Exercise A>
Change every instance of "rough mask" to "coarse mask" in the image-mask entries below, keeping everything else in those entries the same. Leave the pictures out of your answer.

Selected excerpt>
Segment Open
Following the recent rise of incidents at the border of Baringo, Turkana and West Pokot County, it seems timely to learn more about a strong female figure, a woman who dedicated her life to the fight against the frequent outbreaks of violence. By providing a short portrait of Kanyaman, we are able to illustrate the role of women in conflict resolution. Grounded in the authors’ ethnographic research conducted in both West Pokot and Turkana County, the article is based not only on an in-depth interview conducted in 2020 with Kanyaman, but also on the broad expertise of social scientists working in the respective areas.
It was pure luck that led to the meeting with Mary Kanyaman Ekai in December 2020. Mary was visiting Kapenguria on some errands for the Turkana County Government and I (Elizabeth Ndunda), on my part, was seeking information from influential elders from the pastoralist communities in northern Kenya. The tall lady in the elegant dress was introduced to me as mama wa maji na amani, Swahili for mother of water and peace. I immediately recognized Mary the moment she entered the room. I knew her from various news feeds and meetings with officials where she prominently acted as peace ambassador and environmental and gender activist.
On this December 2020, Mary was on a sad mission. The previous day, bandits had attacked the village of Lopii in Turkana East and killed three young men, taking off with a considerable number of livestock. Although these kinds of violent outbreaks often involve brutal, reckless murder and criminal marketing chains, they are commonly labelled “cattle rustling” or “cattle raiding”, with the act of stealing cattle portrayed as culturally intrinsic to pastoralist societies. Yet, the shifting nature of the raids, which are driven by economic logic and modern forms of violence, should more accurately be referred to as “predatory raiding”, according to international security advisor Dylan Henrickson.
Mary and her entourage were in Kapenguria to seek the County Commissioner’s help in following up the bandits and ultimately punishing them before more attacks occurred. This has been a continuous cycle between the government and the communities of north-western Kenya.
Segment Closed
Stored data>
Segment Open
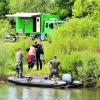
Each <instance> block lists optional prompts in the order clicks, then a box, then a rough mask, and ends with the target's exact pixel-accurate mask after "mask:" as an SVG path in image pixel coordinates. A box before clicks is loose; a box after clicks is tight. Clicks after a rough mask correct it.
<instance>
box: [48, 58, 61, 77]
mask: <svg viewBox="0 0 100 100" xmlns="http://www.w3.org/2000/svg"><path fill="white" fill-rule="evenodd" d="M50 65H51V66H50ZM48 67H49V69H50V76H49V78H52V77H53V75H55V76H56V77H57V78H59V70H60V68H61V64H60V61H59V60H58V59H57V56H54V57H53V58H52V60H50V62H49V65H48Z"/></svg>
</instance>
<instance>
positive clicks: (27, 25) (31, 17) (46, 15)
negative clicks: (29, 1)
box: [6, 13, 64, 35]
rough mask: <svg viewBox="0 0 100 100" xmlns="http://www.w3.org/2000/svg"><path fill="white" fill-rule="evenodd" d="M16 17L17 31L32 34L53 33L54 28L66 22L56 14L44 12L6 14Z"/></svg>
mask: <svg viewBox="0 0 100 100" xmlns="http://www.w3.org/2000/svg"><path fill="white" fill-rule="evenodd" d="M6 16H7V17H14V18H15V21H16V33H24V34H26V35H32V34H41V33H42V34H48V35H51V34H52V30H53V29H54V28H55V27H56V26H59V24H62V23H64V21H62V20H60V17H59V16H58V15H56V14H44V13H16V14H12V15H6Z"/></svg>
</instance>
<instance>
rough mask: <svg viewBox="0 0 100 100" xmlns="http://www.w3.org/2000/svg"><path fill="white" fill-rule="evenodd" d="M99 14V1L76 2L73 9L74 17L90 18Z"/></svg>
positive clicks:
Segment Closed
Exercise B>
According to the portrait of Kanyaman, by what Swahili title was Mary introduced?

Task output A>
Each <instance> block lists optional prompts in the order clicks, then a box, then a coarse mask, and ends with the target's exact pixel-accurate mask after "mask:" as an SVG path in image pixel coordinates. A box before clicks is loose; a box after clicks is tight. Clicks after a coarse mask correct it.
<instance>
box: [48, 58, 61, 77]
mask: <svg viewBox="0 0 100 100" xmlns="http://www.w3.org/2000/svg"><path fill="white" fill-rule="evenodd" d="M50 65H51V66H50ZM48 67H49V69H50V76H49V78H52V77H53V75H55V76H56V77H57V78H59V70H60V68H61V64H60V61H59V60H58V59H57V56H54V57H53V58H52V60H50V62H49V65H48Z"/></svg>
</instance>
<instance>
positive clicks: (27, 25) (31, 17) (46, 15)
negative clicks: (29, 1)
box: [6, 13, 64, 35]
coarse mask: <svg viewBox="0 0 100 100" xmlns="http://www.w3.org/2000/svg"><path fill="white" fill-rule="evenodd" d="M16 17L17 31L32 34L53 33L54 28L66 22L56 14L44 12L6 14Z"/></svg>
mask: <svg viewBox="0 0 100 100" xmlns="http://www.w3.org/2000/svg"><path fill="white" fill-rule="evenodd" d="M6 16H7V17H14V18H15V21H16V33H24V34H26V35H32V34H41V33H42V34H48V35H51V34H52V30H53V29H54V28H55V27H56V26H59V24H62V23H64V21H62V20H60V17H59V16H58V15H56V14H44V13H16V14H12V15H6Z"/></svg>
</instance>
<instance>
coarse mask: <svg viewBox="0 0 100 100" xmlns="http://www.w3.org/2000/svg"><path fill="white" fill-rule="evenodd" d="M99 14V1L76 2L73 9L74 17L90 18Z"/></svg>
positive clicks:

Task output B>
She was introduced as mama wa maji na amani, Swahili for "mother of water and peace."